[EXCERPTED DATA]:
== Segment start ==

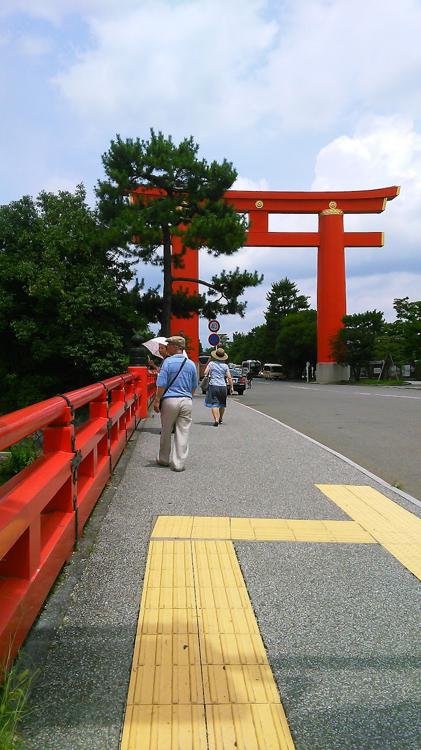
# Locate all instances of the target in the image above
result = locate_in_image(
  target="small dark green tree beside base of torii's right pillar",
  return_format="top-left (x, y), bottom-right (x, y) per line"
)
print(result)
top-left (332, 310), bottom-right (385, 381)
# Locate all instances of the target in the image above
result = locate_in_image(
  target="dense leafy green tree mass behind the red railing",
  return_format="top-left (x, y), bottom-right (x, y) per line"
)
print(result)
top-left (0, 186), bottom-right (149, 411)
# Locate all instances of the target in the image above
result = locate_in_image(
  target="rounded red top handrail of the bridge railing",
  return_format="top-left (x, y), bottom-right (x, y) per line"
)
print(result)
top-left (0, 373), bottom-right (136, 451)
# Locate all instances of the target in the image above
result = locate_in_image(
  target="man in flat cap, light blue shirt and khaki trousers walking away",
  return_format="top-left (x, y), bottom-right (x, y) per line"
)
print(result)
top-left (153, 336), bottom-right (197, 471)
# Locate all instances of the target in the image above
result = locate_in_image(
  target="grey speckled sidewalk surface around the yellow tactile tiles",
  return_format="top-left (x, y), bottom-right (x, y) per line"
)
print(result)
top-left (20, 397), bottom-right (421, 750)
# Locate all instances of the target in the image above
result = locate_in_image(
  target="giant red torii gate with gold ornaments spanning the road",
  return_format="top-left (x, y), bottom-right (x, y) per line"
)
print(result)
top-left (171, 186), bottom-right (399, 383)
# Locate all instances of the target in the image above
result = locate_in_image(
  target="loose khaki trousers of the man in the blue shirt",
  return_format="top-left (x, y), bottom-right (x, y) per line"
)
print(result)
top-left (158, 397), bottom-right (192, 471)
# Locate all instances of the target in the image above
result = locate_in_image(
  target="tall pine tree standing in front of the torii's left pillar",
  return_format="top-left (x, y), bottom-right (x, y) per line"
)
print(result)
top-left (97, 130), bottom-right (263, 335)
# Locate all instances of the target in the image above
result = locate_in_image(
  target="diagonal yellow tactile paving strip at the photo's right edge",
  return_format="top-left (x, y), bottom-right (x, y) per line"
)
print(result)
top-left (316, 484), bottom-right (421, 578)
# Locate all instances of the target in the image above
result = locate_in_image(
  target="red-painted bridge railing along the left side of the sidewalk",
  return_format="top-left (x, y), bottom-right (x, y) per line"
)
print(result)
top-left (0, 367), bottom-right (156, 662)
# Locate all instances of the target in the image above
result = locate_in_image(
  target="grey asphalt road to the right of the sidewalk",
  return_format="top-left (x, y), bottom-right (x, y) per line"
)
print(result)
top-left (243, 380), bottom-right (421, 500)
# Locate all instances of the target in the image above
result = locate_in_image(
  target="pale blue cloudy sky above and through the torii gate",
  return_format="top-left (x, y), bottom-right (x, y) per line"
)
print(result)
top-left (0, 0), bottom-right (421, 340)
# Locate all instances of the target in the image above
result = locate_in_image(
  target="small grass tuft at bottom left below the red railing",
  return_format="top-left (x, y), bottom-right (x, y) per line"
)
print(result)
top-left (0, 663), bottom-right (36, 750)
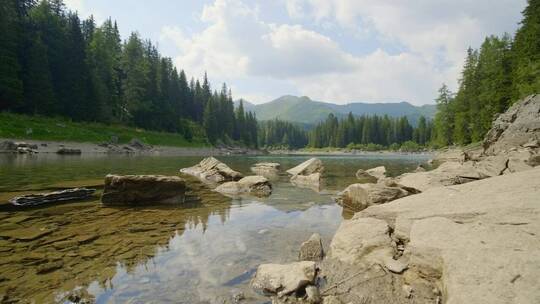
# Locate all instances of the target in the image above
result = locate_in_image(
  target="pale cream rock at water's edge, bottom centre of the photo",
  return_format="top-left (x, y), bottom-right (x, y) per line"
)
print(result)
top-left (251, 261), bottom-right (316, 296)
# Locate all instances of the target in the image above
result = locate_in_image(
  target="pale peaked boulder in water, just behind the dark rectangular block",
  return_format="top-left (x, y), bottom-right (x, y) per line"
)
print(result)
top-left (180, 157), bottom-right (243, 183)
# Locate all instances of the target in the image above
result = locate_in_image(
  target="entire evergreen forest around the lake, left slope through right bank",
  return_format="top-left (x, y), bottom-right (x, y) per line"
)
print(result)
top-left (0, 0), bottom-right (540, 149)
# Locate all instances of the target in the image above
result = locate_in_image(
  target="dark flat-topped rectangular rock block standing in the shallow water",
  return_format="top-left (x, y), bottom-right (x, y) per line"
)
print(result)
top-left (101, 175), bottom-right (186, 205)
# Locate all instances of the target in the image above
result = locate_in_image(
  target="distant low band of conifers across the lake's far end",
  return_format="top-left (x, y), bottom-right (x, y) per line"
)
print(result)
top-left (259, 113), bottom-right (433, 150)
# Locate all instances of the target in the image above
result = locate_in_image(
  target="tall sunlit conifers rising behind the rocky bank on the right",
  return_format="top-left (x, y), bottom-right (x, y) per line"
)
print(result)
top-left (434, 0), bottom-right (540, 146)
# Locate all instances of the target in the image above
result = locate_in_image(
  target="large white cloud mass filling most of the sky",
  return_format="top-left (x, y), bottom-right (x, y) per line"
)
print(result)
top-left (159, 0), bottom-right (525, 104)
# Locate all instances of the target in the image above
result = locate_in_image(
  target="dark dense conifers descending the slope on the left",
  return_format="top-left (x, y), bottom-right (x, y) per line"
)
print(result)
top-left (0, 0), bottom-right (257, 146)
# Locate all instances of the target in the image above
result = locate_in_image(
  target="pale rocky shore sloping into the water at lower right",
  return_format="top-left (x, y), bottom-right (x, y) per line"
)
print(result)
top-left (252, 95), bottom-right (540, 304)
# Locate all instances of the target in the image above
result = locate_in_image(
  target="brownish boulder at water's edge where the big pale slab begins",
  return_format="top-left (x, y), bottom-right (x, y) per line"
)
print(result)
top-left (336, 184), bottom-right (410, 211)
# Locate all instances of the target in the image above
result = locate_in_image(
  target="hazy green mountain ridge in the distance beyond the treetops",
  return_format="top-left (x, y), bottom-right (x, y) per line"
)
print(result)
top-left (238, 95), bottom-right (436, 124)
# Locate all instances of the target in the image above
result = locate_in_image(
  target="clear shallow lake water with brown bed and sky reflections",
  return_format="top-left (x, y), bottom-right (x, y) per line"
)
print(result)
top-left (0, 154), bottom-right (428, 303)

== Segment end ==

[TASK TO COMPLETE]:
Going through the entries, return every line holding the word "gate".

[ANSWER SECTION]:
  target="giant red torii gate with gold ornaments spanning the road",
  target="pale blue cloudy sky above and through the torii gate",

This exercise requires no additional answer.